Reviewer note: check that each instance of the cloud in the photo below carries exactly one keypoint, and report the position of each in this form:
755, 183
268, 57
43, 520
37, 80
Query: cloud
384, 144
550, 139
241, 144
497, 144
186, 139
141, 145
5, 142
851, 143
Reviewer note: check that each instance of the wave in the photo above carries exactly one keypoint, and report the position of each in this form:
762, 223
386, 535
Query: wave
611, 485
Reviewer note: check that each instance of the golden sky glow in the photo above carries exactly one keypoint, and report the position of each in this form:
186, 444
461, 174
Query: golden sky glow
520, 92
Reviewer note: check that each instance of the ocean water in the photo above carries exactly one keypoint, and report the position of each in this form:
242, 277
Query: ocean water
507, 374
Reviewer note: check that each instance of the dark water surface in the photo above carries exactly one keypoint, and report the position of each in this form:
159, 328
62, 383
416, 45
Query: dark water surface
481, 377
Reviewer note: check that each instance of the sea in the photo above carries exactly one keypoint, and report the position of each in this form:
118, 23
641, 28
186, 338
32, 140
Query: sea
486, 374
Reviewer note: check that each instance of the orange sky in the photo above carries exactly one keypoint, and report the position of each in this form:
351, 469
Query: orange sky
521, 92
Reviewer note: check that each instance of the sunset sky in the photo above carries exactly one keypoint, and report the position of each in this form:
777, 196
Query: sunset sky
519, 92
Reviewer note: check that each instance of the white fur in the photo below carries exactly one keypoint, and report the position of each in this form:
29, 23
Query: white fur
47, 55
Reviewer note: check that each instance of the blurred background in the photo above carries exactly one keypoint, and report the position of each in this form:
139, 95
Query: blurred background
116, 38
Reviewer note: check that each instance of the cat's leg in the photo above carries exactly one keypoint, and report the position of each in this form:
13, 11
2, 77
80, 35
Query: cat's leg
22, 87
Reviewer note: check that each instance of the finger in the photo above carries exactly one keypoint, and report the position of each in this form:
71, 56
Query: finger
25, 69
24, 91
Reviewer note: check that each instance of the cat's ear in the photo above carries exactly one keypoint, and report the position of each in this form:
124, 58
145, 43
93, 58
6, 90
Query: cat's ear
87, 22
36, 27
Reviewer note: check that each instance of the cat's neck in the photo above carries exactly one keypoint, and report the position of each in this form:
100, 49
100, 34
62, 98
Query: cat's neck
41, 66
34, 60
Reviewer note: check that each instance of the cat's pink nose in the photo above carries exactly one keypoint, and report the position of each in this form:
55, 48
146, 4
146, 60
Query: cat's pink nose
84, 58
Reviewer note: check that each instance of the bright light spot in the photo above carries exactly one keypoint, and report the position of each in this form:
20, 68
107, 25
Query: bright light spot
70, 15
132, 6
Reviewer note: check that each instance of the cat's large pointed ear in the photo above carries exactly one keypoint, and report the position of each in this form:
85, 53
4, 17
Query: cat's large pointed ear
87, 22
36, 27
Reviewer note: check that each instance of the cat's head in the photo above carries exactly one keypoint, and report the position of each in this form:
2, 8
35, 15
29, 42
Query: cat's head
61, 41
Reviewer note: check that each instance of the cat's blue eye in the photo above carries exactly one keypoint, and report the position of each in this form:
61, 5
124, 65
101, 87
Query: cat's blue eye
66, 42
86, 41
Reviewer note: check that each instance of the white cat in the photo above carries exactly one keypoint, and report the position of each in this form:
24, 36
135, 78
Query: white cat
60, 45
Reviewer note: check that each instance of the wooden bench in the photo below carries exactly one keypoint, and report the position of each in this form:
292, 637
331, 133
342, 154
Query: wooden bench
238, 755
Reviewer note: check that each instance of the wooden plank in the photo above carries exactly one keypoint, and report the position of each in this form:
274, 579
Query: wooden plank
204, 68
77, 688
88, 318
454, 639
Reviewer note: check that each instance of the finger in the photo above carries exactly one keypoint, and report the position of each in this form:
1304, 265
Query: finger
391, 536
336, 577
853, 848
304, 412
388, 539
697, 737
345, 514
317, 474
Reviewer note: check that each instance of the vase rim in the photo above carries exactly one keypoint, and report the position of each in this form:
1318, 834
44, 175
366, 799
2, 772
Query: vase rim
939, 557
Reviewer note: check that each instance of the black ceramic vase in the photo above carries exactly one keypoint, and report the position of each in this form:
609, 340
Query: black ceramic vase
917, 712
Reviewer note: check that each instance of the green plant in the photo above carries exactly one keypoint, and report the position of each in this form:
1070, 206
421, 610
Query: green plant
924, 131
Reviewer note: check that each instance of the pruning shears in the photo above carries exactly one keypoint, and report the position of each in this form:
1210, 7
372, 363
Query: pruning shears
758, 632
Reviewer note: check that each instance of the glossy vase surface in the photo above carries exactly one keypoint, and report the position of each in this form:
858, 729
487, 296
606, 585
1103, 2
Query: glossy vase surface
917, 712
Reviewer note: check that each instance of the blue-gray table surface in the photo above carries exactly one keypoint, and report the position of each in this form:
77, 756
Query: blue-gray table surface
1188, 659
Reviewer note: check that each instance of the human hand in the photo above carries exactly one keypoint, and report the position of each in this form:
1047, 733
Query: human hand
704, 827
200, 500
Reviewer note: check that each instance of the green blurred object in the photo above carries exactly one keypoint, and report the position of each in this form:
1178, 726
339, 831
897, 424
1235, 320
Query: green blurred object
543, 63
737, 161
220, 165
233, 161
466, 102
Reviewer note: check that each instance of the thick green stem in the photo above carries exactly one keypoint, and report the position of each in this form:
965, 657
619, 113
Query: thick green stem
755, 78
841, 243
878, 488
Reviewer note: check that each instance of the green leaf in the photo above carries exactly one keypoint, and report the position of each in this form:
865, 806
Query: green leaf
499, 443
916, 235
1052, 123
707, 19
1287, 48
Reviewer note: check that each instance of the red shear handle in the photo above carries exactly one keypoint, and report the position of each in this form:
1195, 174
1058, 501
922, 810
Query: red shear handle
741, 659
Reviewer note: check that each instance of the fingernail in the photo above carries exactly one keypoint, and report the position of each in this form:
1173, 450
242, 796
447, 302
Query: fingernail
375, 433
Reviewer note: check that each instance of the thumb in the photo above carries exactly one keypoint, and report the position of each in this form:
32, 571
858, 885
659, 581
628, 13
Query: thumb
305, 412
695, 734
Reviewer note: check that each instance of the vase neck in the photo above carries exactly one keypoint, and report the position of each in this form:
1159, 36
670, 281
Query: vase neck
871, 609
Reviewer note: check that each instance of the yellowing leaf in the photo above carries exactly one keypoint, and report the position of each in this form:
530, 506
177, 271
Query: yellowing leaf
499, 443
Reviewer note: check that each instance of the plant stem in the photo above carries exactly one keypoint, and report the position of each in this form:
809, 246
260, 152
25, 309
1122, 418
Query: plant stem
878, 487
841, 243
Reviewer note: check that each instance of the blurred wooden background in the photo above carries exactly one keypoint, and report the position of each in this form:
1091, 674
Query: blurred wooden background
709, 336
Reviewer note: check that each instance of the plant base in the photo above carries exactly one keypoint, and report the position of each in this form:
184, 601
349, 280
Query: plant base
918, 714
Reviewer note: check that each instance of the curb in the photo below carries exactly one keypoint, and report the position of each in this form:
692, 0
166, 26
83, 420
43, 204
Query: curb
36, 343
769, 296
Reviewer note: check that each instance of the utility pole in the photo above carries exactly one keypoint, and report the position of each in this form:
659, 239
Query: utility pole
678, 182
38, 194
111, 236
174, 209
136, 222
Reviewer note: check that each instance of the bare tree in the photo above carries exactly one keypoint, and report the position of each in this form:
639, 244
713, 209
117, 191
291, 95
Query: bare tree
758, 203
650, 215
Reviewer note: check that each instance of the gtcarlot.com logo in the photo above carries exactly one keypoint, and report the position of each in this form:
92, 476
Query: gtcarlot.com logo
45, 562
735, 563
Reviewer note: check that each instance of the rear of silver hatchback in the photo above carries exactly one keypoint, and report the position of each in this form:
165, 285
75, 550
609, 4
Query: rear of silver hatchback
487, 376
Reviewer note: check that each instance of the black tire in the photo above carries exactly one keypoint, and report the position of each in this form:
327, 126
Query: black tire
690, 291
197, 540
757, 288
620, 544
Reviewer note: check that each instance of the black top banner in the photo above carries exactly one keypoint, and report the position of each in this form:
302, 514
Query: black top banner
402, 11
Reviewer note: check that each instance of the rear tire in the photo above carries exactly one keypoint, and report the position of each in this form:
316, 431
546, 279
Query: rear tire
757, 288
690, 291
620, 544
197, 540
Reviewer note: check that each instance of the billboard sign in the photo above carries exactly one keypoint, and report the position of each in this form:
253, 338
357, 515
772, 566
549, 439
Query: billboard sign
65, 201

> TASK DIRECTIONS
Write out exactly the lines starting with the one that holds "Reviewer note: check that each instance of the gtcarlot.com" and running through the last line above.

> RESULT OF THIS TASK
Reviewer note: check that each instance of the gtcarlot.com logo in the photo above carries exactly one keypoint, and report the position of each in this form:
92, 476
Query: gtcarlot.com logo
45, 562
735, 563
Reviewer note: check that each instance of the rear of silver hatchback in the photo above carries exactly one keypoint, and report the position of each in this form:
165, 285
75, 550
609, 4
Query: rear of silver hatchback
487, 376
Reviewer note: check that each instance of the black tire in the photo above carries exactly one keypoint, and report the position of each in this form:
327, 126
Query: black tire
690, 291
197, 540
757, 288
620, 544
Reviewer note: check that each instance of the black top banner in the photo above carries exactly one keypoint, and report the position of each in this form:
302, 514
Query: black top banner
402, 11
Reviewer note: check that each instance of the rear tire in the photo above carries exactly one keypoint, and report the position of each in this form:
316, 431
546, 279
Query: rear tire
757, 288
690, 291
620, 544
197, 540
Reviewer note: check that each instance of the billboard sign in the photo above carries exactly one keypoint, and report the position of each in this form:
253, 338
357, 515
772, 566
549, 439
Query: billboard sign
65, 201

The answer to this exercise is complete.